## [Tasks to carry out]
[1] According to the text about the concert series, where was Telemann employed when he heard the Polish pipes and violins improvising?
[2] In the concert series text, switch "concert series" to "concert season" and write the passage out again. Begin at the words "2023 | Inspiration" and stop after "of baroque music.".

## [Extract provided]
· · · ·
2023 | Inspiration & Improvisation

Salut’s 2023 concert series pays tribute to the art of improvisation and the fascinating phases and fashions of baroque music.

Baroque musicians were like the jazz greats of today expected to improvise and ornament their music spontaneously and with ‘good taste’, appropriate to the style and character of the piece. The art of improvisation was one of the defining features of the Baroque period, with a simple melodic line providing the perfect palette for embellishment. Musicians warmed to this freedom and performing music became a collaborative effort. Pity those needing prompting, with Roger North suggesting that notating ornaments “… is the hardest task that Can be, to pen the Manner of artificial Gracing the upper part. It hath bin attempted … but with Woeful Effect … therefore it is almost Inexcusable to attempt it”. Today we enjoy the best of both worlds, with the benefit of instructions by the composers themselves blending with our own musical improvisation to create wonderfully organic pieces.

Join us in 2023 as we travel across Europe exploring how improvision developed from individual expression to creative collaboration.

CONCERT 1

Cultural Journeys

Saluting the music of many cultures, Salut! Baroque takes a musical journey inspired by Romani, Moorish and Celtic traditions and the Ottoman Empire. Music was a vital part of these cultures which incorporated singing, dancing, storytelling and poetry, and evoked expressions of love, joy, grief and despair. Traditional folk melodies were passed down aurally through the community and were transformed by distinctive characteristics and embellishments, with improvisations creating flamboyant and virtuosic performances in skilled hands. Some European composers were drawn to the intricate rhythms, the spirited dances, the percussive elements, and the harmonic and modal shifts. Telemann drew inspiration and ideas “to last a lifetime” after hearing “36 Polish pipes and 8 Polish violins” improvising during his employment at the Court in Pless.
· · · ·
## [Data block]

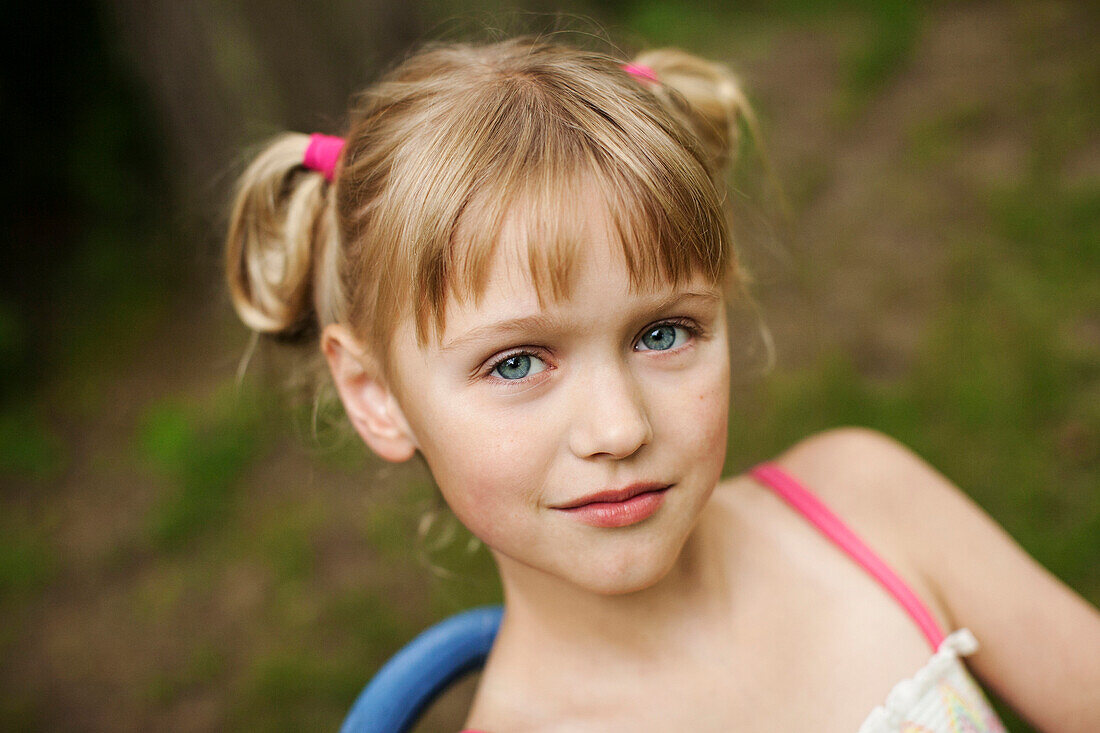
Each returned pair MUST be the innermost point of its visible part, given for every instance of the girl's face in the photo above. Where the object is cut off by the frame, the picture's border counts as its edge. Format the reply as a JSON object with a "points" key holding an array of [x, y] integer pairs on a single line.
· · · ·
## [Answers in order]
[1] At the Court in Pless.

[2]
2023 | Inspiration & Improvisation

Salut’s 2023 concert season pays tribute to the art of improvisation and the fascinating phases and fashions of baroque music.